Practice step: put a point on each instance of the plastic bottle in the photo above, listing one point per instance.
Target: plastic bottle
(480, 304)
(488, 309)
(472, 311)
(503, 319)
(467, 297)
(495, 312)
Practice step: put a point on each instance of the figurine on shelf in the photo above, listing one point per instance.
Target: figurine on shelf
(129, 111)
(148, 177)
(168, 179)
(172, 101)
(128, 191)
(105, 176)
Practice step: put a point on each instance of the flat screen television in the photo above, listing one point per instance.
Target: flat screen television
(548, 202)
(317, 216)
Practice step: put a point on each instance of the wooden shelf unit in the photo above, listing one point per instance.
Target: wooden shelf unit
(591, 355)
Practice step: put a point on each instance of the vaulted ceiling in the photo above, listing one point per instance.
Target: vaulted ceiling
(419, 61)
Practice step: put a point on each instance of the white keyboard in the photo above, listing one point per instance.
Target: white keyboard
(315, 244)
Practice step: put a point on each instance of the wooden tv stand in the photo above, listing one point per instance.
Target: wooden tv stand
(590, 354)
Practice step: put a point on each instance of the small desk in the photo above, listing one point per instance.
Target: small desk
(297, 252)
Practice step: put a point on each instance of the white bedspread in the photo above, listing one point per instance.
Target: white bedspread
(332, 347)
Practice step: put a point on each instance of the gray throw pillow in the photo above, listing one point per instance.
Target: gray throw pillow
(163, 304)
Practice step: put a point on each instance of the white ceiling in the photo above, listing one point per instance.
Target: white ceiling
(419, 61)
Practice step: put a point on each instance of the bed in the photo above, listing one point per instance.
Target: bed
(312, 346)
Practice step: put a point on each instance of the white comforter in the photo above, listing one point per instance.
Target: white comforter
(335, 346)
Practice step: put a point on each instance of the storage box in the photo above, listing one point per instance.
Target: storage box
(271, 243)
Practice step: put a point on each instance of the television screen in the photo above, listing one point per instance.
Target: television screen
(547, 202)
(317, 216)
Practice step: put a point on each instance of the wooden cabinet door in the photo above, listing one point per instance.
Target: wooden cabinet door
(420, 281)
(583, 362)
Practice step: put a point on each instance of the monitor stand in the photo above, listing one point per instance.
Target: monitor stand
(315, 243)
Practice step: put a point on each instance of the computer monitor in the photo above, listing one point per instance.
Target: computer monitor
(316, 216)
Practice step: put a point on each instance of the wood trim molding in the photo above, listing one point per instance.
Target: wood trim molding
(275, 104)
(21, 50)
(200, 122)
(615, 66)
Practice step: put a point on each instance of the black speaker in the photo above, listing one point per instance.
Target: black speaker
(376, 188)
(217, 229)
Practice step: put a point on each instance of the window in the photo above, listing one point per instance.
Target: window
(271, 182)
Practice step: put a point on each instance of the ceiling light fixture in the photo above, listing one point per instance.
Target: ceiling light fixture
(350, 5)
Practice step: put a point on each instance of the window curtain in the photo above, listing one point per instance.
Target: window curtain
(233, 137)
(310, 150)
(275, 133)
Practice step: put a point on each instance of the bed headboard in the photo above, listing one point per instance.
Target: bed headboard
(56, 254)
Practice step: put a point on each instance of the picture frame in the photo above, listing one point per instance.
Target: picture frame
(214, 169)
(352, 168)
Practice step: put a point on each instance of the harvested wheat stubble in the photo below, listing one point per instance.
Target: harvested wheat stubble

□ □ □ □

■ To do
An exact copy of every entry is the expected result.

■ Answer section
Practice step: put a point on each instance of the plastic bottle in the photo above, listing one point per instance.
Target: plastic bottle
(480, 304)
(488, 309)
(472, 311)
(503, 319)
(467, 297)
(495, 312)
Practice step: put a point on each instance of the figurine on shelf in the photo above, listing one point per instance.
Target: figurine on shelf
(129, 111)
(148, 177)
(168, 179)
(172, 101)
(128, 191)
(105, 176)
Practice step: put a point on each instance of the flat screen television in the photo above, listing one point per instance.
Target: flat screen television
(548, 202)
(317, 216)
Practice step: put a point on each instance of the wooden shelf unit in the photo above, listing one point per instance.
Target: wooden shelf unit
(591, 355)
Practice step: put a point on each instance of the vaulted ceiling in the photo above, listing one point per instance.
Target: vaulted ceiling
(419, 61)
Practice step: put a point on each instance of the white keyboard in the photo above, listing one point per instance.
Target: white keyboard
(315, 244)
Practice step: put a point on each instance of the wooden tv stand in the photo above, listing one point per instance.
Target: wooden tv stand
(590, 354)
Practice step: put a point on each instance of the small desk in the photo above, listing one point per instance.
Target: small desk
(297, 252)
Practice step: put a point on each instance of the white bedspread in the photo above, listing one point per instance.
Target: white bedspread
(332, 347)
Practice step: put a point on each instance of the gray throw pillow in the photo above, listing one point per instance.
Target: gray throw pillow
(163, 304)
Practice step: put a point on each instance of the white ceiling in the photo above, listing one point per instance.
Target: white ceiling
(419, 61)
Practice step: put a point on each instance of the bed in the photo above, listing one point per instance.
Target: bed
(312, 346)
Practice step: put a point on each instance of the white comforter in the photo above, listing one point per instance.
Target: white comforter
(335, 346)
Practice step: put a point on each instance of the storage box in the photo above, listing one point per instance.
Target: storage box
(271, 243)
Practice step: put a point on each instance of the television screen in the photo above, listing one point per instance.
Target: television screen
(547, 202)
(317, 216)
Practice step: put a point on each instance of the wooden cabinet door in the photo above, listing one point per instance.
Target: wooden cabinet door
(420, 281)
(583, 362)
Practice step: put a point on each instance of the monitor stand in the photo above, listing one point per instance.
Target: monitor stand
(315, 243)
Practice step: put a point on each instance of the computer monitor in the photo above, listing one point per instance.
Target: computer monitor
(316, 216)
Practice step: put a point on each instance of the wood trim molding in the photo above, listing one point per instance.
Target: wood trim molding
(275, 104)
(21, 50)
(200, 122)
(615, 66)
Practice step: put a point on each instance of the black speaker in the photo above, listing one point per instance.
Target: black speaker
(376, 188)
(217, 229)
Practice step: put a point on each instance of the window in the photo above, listing one point per instance.
Target: window
(271, 182)
Practice step: put a point on each instance of the ceiling light fixture in the photo above, listing one point per instance.
Target: ceiling light fixture
(350, 5)
Practice step: put a point on each instance of the window curtain in the photo above, listing one point per instance.
Target: window curtain
(233, 137)
(310, 150)
(275, 133)
Practice step: put a point on each instance of the bed headboard in the photo above, listing one point per instance.
Target: bed headboard
(56, 254)
Practice step: put a point on each instance of the picture frame in the photo above, listing one point per instance.
Target: picture frame
(214, 169)
(352, 168)
Practice step: put a point on each instance of the harvested wheat stubble in the photo below, listing one point per instance.
Target: harvested wheat stubble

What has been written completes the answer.